_THE REQUEST_. Return each line of the items below that contains the string "floor". Matching is case-sensitive.

Raw records:
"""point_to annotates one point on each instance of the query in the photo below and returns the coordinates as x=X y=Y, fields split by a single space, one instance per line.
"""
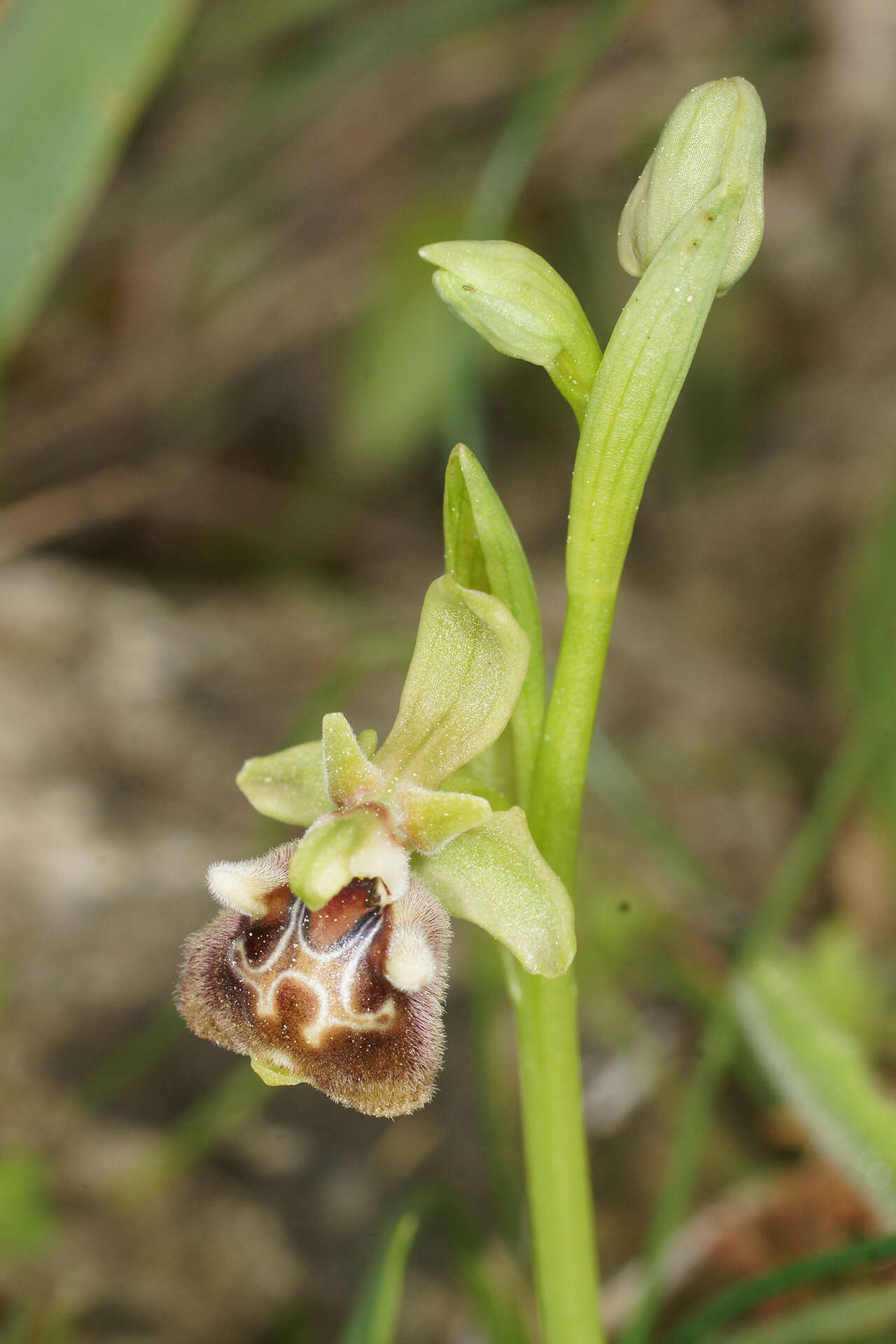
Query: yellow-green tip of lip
x=274 y=1075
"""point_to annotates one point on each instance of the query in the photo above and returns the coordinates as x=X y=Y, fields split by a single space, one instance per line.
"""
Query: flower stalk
x=691 y=229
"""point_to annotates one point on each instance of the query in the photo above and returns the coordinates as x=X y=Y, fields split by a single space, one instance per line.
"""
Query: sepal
x=468 y=666
x=288 y=785
x=496 y=878
x=516 y=300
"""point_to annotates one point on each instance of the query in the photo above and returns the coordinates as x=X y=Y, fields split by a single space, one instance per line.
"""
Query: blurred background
x=229 y=396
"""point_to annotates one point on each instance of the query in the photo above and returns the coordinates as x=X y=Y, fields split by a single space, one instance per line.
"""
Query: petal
x=431 y=818
x=469 y=663
x=514 y=300
x=344 y=846
x=482 y=552
x=496 y=878
x=347 y=771
x=288 y=785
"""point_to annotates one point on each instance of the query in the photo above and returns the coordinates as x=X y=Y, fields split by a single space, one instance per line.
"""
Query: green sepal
x=713 y=139
x=496 y=878
x=484 y=552
x=342 y=847
x=347 y=771
x=288 y=785
x=466 y=671
x=516 y=300
x=430 y=818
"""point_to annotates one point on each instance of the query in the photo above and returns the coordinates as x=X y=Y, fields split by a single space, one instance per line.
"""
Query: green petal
x=482 y=552
x=346 y=846
x=496 y=878
x=367 y=742
x=288 y=785
x=469 y=663
x=347 y=769
x=430 y=818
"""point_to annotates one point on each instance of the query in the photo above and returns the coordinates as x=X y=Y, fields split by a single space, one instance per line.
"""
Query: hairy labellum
x=347 y=997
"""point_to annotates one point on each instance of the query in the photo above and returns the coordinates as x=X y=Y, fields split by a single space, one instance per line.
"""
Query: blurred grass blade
x=375 y=1316
x=697 y=1328
x=206 y=1126
x=230 y=27
x=73 y=77
x=852 y=1316
x=27 y=1219
x=821 y=1070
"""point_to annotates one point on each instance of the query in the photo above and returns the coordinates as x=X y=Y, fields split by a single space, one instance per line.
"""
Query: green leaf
x=821 y=1070
x=73 y=77
x=27 y=1222
x=468 y=667
x=484 y=552
x=516 y=302
x=496 y=878
x=374 y=1319
x=288 y=785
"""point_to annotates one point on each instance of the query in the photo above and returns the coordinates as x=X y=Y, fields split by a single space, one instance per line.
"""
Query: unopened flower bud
x=514 y=300
x=713 y=139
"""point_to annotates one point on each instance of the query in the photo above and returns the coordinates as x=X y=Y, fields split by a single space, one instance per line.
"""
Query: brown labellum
x=347 y=997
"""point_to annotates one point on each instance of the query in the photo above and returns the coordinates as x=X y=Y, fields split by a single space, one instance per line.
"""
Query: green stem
x=556 y=1156
x=837 y=792
x=636 y=387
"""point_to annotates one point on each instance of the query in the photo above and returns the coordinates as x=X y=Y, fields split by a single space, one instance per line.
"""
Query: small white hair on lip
x=244 y=885
x=410 y=962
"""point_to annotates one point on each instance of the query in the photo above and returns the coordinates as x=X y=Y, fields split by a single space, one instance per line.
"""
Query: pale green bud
x=713 y=139
x=514 y=300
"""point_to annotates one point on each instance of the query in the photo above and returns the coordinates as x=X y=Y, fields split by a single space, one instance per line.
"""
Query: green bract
x=517 y=302
x=713 y=139
x=383 y=816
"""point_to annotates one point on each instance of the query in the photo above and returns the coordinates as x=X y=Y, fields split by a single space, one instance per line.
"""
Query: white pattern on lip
x=328 y=974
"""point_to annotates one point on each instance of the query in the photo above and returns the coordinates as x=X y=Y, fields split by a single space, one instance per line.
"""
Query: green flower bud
x=713 y=139
x=514 y=300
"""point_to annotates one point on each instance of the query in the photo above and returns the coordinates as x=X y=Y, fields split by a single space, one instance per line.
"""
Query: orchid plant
x=328 y=962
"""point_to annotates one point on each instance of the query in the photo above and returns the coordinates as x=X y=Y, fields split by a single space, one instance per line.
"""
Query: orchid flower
x=328 y=964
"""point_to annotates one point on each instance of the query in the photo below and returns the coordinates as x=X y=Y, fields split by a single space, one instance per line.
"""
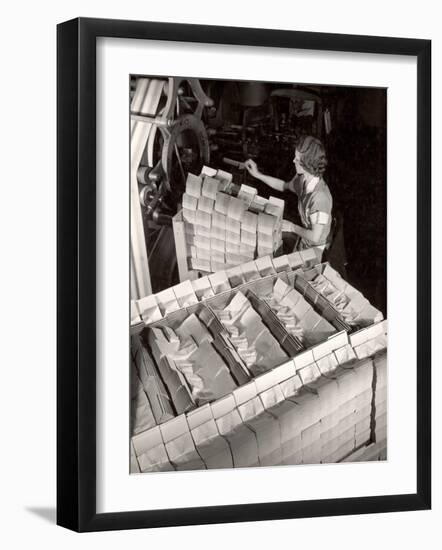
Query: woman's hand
x=252 y=168
x=288 y=227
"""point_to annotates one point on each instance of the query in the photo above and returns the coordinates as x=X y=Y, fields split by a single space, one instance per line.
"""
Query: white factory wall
x=27 y=218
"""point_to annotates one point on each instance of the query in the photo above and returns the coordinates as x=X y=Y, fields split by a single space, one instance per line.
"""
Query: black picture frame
x=76 y=273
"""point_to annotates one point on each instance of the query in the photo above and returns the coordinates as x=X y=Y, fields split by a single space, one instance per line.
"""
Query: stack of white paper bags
x=223 y=231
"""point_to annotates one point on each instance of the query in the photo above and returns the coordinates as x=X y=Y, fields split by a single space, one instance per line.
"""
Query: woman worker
x=314 y=198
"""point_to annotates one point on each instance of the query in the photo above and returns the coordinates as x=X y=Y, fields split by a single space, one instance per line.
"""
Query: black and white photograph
x=258 y=280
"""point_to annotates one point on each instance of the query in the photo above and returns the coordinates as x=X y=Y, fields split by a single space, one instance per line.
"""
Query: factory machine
x=177 y=126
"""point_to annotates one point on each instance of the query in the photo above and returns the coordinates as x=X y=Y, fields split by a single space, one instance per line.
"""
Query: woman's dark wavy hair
x=312 y=155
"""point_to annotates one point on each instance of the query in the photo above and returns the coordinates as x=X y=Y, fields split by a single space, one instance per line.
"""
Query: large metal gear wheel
x=185 y=149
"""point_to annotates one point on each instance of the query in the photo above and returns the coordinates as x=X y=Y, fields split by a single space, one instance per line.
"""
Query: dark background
x=262 y=121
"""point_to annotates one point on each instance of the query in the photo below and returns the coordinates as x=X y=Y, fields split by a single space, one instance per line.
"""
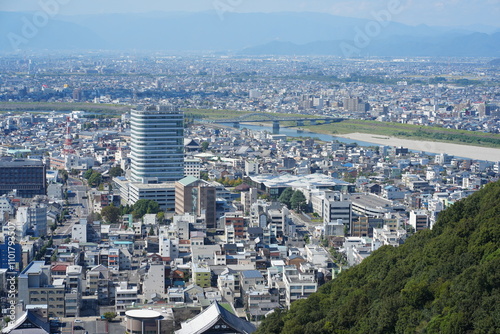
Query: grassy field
x=429 y=133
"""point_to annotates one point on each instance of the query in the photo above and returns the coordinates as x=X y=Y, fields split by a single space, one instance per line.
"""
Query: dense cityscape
x=139 y=210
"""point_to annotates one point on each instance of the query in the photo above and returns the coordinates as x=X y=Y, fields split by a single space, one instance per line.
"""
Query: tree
x=116 y=171
x=95 y=179
x=160 y=217
x=111 y=214
x=143 y=206
x=286 y=197
x=88 y=173
x=64 y=175
x=109 y=316
x=298 y=201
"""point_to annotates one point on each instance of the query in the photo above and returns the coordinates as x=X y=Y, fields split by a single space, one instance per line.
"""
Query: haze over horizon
x=451 y=13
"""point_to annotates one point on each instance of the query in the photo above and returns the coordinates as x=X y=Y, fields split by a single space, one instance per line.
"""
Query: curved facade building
x=157 y=134
x=143 y=321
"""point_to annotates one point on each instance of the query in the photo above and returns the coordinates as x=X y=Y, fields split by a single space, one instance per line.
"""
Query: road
x=78 y=209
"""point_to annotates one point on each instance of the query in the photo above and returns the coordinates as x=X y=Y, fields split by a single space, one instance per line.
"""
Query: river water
x=290 y=132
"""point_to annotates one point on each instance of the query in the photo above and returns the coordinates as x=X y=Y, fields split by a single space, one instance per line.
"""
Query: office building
x=198 y=197
x=24 y=176
x=157 y=135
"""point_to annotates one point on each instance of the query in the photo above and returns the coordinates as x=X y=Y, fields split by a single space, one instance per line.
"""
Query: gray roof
x=251 y=274
x=213 y=314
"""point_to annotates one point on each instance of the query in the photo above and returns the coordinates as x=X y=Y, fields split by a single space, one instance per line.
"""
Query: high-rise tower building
x=157 y=134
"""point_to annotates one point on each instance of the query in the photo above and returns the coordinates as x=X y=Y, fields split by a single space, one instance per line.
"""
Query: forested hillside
x=445 y=280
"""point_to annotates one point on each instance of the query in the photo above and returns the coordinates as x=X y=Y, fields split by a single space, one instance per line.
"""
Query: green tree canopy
x=111 y=214
x=64 y=175
x=143 y=206
x=95 y=179
x=88 y=173
x=115 y=171
x=444 y=280
x=286 y=197
x=109 y=316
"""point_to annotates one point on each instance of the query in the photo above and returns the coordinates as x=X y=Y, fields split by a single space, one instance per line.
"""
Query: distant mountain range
x=244 y=33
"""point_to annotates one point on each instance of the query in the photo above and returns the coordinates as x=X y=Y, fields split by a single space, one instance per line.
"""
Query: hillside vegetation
x=445 y=280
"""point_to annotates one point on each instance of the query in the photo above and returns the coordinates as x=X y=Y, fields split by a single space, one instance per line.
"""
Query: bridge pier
x=276 y=127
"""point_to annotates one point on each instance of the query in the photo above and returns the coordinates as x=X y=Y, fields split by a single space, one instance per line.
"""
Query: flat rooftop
x=287 y=180
x=11 y=162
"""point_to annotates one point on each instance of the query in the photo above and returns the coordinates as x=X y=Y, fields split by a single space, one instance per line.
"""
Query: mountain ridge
x=243 y=33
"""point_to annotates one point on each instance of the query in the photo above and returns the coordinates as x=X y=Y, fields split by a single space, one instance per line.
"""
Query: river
x=290 y=132
x=362 y=139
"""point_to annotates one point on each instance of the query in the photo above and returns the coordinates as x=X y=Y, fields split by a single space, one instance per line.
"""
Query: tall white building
x=157 y=134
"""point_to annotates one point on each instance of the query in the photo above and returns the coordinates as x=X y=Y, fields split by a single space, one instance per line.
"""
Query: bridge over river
x=261 y=118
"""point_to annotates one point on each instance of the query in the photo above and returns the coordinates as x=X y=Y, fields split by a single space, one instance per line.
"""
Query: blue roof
x=252 y=274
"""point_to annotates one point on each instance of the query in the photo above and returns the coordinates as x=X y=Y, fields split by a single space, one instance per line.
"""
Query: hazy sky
x=430 y=12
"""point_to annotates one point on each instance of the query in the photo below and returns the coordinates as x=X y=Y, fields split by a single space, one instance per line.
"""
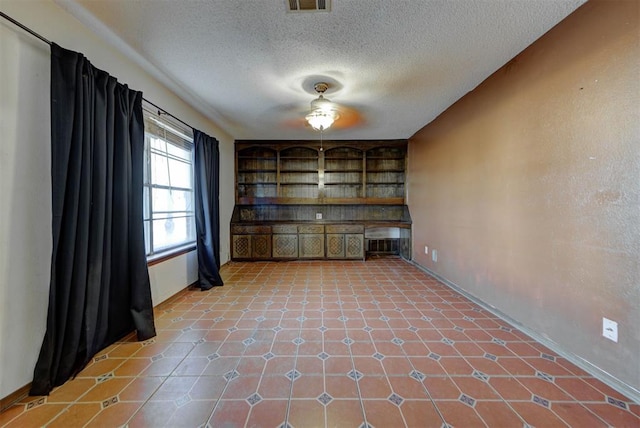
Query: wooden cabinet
x=285 y=241
x=296 y=201
x=311 y=242
x=251 y=242
x=345 y=241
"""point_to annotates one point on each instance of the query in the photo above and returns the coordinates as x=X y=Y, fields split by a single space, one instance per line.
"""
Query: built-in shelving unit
x=295 y=200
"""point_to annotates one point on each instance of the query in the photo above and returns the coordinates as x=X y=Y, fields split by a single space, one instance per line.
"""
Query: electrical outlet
x=610 y=329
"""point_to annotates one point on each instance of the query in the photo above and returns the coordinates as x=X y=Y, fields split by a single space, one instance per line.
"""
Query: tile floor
x=328 y=344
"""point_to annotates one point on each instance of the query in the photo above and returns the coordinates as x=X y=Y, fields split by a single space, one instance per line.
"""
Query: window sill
x=170 y=254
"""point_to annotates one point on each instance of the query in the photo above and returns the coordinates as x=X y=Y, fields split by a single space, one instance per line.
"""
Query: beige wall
x=529 y=187
x=25 y=183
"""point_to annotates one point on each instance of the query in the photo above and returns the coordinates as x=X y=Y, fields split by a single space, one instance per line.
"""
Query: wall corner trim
x=585 y=365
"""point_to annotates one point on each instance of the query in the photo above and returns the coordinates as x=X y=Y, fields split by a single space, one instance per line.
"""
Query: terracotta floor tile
x=140 y=389
x=220 y=365
x=475 y=388
x=576 y=415
x=275 y=387
x=579 y=389
x=441 y=388
x=104 y=390
x=344 y=414
x=420 y=414
x=173 y=388
x=340 y=365
x=374 y=387
x=308 y=387
x=162 y=367
x=230 y=413
x=536 y=415
x=369 y=366
x=36 y=417
x=270 y=413
x=408 y=388
x=101 y=367
x=210 y=388
x=516 y=366
x=456 y=366
x=310 y=365
x=306 y=413
x=76 y=416
x=509 y=388
x=397 y=366
x=251 y=366
x=457 y=414
x=382 y=413
x=384 y=318
x=71 y=391
x=544 y=389
x=605 y=389
x=115 y=415
x=342 y=387
x=613 y=415
x=497 y=413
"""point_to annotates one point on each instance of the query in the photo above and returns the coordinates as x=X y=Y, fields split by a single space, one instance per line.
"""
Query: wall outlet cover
x=610 y=329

_ANSWER TO THE PROBLEM_.
Query: tile floor
Query: terracotta floor tile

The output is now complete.